▼
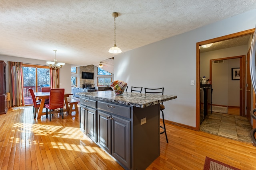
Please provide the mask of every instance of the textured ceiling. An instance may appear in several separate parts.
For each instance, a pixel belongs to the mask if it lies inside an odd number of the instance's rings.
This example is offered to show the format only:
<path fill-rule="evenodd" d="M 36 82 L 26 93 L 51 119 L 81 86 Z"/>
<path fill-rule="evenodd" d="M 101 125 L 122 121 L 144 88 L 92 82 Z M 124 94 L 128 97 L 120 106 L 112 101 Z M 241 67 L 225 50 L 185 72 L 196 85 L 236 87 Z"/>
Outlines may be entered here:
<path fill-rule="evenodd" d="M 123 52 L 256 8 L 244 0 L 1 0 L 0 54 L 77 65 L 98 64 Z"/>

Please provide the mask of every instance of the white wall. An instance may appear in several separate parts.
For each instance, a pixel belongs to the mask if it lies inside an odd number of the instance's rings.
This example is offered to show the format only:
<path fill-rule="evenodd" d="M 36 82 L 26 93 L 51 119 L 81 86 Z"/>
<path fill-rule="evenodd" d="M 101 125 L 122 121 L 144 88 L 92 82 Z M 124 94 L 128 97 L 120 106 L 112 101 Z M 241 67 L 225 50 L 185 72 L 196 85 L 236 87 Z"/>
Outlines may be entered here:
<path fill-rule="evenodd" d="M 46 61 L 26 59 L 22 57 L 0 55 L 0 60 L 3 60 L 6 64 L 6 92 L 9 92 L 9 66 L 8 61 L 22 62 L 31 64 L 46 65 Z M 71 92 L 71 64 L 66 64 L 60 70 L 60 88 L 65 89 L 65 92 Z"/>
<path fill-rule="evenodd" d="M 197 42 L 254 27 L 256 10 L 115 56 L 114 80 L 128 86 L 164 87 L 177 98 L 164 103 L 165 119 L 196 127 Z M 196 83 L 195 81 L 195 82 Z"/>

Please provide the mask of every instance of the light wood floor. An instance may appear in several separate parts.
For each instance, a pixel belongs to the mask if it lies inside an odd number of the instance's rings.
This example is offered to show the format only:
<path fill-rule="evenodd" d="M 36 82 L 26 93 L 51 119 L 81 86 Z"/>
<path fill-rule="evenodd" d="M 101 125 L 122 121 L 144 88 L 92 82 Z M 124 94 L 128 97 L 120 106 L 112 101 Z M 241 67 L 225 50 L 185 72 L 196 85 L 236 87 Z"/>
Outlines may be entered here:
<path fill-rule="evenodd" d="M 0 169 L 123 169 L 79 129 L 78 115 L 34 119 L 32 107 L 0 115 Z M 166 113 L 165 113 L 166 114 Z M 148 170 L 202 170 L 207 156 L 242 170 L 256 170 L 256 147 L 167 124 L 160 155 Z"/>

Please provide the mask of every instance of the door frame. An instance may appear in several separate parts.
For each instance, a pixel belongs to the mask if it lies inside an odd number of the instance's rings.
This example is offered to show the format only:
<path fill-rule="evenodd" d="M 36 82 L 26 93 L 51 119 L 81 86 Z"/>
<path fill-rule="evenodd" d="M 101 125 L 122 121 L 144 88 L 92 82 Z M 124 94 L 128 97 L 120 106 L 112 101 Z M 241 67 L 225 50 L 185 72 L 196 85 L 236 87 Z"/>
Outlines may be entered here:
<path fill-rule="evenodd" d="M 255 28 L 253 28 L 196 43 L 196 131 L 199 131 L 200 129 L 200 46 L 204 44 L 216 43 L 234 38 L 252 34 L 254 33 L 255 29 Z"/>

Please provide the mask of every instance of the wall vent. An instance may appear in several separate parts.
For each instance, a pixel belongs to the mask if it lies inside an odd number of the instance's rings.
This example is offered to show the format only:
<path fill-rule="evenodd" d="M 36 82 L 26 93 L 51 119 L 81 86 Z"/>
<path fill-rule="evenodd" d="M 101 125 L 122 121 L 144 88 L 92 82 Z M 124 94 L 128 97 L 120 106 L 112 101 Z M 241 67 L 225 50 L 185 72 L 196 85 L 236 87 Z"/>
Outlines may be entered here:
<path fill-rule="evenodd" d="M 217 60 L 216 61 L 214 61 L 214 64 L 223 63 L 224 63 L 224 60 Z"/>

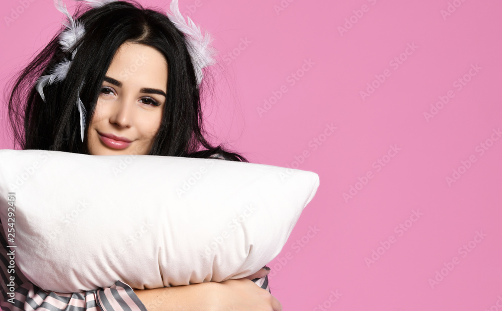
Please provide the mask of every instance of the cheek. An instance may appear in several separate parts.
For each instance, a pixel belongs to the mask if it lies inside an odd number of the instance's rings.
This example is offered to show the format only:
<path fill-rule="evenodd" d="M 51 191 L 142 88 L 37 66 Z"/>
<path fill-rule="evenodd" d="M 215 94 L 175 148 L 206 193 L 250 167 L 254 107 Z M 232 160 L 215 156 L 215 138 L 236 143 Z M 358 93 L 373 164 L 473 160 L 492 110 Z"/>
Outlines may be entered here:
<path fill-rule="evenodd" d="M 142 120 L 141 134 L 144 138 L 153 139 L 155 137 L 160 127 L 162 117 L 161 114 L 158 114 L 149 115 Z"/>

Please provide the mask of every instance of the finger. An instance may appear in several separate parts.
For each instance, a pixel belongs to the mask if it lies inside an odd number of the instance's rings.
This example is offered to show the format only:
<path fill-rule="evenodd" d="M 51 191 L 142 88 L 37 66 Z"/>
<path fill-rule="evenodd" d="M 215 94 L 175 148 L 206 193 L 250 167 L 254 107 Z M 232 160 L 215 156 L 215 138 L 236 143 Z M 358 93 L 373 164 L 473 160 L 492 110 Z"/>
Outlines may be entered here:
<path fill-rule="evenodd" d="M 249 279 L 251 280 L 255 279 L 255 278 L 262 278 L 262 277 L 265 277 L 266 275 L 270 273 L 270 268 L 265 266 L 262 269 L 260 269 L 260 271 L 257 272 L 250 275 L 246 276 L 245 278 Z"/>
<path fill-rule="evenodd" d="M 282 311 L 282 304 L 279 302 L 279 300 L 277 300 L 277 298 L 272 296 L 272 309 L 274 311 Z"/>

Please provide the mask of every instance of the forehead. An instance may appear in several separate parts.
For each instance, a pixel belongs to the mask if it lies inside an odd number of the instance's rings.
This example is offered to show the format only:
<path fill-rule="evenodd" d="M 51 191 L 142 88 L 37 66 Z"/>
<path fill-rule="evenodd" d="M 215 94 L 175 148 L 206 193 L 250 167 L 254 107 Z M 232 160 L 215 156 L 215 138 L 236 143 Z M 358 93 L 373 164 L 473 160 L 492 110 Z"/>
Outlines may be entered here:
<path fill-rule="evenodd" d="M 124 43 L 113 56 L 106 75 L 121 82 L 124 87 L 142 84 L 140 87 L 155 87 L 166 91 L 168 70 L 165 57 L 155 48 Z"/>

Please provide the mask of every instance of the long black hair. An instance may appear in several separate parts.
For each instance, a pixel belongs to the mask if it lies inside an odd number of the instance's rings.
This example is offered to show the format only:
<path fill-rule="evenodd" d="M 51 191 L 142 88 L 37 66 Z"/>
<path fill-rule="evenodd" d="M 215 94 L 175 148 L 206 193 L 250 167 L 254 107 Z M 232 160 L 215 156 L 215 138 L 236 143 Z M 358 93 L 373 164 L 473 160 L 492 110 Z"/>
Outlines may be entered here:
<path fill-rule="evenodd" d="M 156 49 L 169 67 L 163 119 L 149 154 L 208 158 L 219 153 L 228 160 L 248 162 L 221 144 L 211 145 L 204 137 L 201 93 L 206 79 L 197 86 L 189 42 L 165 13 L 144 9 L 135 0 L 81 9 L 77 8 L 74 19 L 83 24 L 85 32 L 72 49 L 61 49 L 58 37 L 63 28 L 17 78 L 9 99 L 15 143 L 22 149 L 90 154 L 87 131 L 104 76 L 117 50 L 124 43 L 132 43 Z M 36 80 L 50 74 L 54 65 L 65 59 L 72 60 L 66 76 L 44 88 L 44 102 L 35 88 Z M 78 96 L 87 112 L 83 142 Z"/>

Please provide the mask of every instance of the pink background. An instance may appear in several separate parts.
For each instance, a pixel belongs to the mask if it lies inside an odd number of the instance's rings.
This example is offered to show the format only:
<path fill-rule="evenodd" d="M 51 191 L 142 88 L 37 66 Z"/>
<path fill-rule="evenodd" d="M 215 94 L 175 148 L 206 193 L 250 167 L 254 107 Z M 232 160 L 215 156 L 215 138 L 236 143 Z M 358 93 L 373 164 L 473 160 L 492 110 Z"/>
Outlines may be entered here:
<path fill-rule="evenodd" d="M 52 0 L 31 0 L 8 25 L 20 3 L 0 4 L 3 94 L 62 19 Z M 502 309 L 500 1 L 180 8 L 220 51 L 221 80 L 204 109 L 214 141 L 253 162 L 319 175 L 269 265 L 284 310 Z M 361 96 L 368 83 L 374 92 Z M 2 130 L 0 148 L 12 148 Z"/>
▲
▼
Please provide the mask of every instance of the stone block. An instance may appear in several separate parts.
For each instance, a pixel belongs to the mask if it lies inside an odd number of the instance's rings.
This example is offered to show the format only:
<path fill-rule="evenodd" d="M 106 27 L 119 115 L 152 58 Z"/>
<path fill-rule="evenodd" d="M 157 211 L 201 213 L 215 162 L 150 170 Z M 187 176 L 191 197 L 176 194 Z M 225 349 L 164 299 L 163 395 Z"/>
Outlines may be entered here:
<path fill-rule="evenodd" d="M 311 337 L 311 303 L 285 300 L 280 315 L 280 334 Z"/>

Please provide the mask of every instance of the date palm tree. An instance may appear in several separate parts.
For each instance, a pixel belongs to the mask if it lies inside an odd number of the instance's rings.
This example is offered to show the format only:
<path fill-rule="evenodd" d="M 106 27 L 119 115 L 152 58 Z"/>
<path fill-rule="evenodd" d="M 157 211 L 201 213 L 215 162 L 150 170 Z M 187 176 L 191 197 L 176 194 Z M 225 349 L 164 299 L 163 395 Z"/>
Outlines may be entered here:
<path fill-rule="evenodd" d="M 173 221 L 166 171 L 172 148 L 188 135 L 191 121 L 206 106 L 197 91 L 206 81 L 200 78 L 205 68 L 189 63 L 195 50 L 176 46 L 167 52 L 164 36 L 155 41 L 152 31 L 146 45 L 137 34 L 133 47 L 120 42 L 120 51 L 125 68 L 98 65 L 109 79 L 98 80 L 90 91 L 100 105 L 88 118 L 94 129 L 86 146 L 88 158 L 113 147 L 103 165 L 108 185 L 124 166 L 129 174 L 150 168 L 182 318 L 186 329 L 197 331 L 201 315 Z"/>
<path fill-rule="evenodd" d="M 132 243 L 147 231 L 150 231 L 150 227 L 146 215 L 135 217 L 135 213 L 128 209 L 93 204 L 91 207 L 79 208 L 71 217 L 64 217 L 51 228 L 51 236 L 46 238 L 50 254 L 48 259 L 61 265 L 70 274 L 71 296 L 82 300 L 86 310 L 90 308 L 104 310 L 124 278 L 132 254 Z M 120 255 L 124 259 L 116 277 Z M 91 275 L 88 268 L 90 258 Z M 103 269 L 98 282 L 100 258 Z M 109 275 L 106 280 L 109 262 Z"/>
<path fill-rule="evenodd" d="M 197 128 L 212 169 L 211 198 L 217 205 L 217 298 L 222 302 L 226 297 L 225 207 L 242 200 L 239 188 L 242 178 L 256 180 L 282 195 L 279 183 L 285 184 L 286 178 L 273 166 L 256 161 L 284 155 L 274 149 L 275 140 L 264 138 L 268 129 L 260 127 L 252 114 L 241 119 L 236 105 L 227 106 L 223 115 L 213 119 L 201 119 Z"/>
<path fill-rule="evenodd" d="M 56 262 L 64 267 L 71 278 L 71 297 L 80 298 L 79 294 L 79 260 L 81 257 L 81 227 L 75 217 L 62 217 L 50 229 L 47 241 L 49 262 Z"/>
▲
## Task requirements
Repeat the lines from the one containing "Please provide the mask of every instance of the forehead." through the one containing "124 43 L 113", including both of those lines.

## Finished task
Please provide the mask of every instance of the forehead. An instance may appear in several separate parts.
For each instance, a pixel belongs to the mask if it lies inside an odd number of the instance's rings.
This example is offered to show the format only:
<path fill-rule="evenodd" d="M 51 191 L 142 88 L 37 66 Z"/>
<path fill-rule="evenodd" d="M 215 94 L 175 148 L 206 193 L 250 167 L 254 107 Z M 232 160 L 215 156 L 215 138 L 236 143 Z M 358 93 L 373 164 L 473 160 L 492 110 Z"/>
Outlines may be entered here:
<path fill-rule="evenodd" d="M 124 43 L 113 56 L 106 75 L 121 82 L 124 87 L 142 84 L 140 87 L 155 87 L 166 91 L 168 70 L 165 57 L 155 48 Z"/>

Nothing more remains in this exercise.